Given data start

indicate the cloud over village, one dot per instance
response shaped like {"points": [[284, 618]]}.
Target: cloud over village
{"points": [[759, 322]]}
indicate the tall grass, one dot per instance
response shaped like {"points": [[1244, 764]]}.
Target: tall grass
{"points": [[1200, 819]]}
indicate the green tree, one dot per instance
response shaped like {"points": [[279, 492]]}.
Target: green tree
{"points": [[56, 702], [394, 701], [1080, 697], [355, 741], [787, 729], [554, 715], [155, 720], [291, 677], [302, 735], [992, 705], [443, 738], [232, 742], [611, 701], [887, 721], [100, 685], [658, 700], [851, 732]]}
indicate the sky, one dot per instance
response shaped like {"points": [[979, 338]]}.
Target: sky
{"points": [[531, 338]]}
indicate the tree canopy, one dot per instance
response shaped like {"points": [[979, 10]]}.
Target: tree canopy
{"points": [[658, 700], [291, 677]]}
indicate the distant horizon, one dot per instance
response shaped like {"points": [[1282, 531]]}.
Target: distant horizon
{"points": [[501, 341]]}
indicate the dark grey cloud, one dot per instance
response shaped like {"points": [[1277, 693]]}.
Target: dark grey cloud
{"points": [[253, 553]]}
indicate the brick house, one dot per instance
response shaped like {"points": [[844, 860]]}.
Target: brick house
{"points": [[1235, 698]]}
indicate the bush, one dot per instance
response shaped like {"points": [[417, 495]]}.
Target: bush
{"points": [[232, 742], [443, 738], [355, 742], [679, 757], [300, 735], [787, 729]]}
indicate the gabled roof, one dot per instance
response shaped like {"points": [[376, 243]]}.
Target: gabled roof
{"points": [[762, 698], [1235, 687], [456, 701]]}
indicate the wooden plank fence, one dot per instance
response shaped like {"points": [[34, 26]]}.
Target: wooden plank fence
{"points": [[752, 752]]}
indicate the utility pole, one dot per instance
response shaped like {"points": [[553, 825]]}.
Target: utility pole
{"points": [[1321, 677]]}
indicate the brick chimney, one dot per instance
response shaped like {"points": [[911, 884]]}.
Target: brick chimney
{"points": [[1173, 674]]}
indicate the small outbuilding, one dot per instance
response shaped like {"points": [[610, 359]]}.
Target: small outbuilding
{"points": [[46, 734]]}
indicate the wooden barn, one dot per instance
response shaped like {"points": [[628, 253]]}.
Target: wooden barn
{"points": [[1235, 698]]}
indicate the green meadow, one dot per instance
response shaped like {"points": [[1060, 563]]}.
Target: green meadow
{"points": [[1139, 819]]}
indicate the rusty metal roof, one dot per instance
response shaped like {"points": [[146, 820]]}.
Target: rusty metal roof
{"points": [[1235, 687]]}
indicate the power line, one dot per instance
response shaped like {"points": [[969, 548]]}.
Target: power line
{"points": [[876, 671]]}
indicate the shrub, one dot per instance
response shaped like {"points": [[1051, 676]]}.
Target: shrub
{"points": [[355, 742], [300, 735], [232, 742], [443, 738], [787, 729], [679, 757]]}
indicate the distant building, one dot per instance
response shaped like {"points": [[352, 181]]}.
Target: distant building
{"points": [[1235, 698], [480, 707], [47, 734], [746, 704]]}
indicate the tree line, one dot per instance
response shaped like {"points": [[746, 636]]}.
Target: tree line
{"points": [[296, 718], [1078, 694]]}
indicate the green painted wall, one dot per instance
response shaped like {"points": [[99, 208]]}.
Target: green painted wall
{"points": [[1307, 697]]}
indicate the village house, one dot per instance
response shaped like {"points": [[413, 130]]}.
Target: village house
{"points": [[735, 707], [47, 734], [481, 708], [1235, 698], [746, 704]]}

Given data end

- Task to complete -
Copy out, word for word, the lines above that run from the line with "indicate the tree line, one dot per instance" through the final line, including both of those lines.

- Reply to the exercise -
indicate the tree line, one dot per instance
response shaped like {"points": [[746, 636]]}.
Target: tree line
{"points": [[296, 718], [1078, 694]]}
indicate the green painted wall, one dot per instance
response shaped like {"points": [[99, 208]]}.
Target: green painted wall
{"points": [[1307, 697]]}
indicate the village house, one dot per instance
response shaped like {"points": [[413, 130]]}.
Target: village house
{"points": [[735, 707], [47, 734], [481, 708], [1235, 698], [746, 704]]}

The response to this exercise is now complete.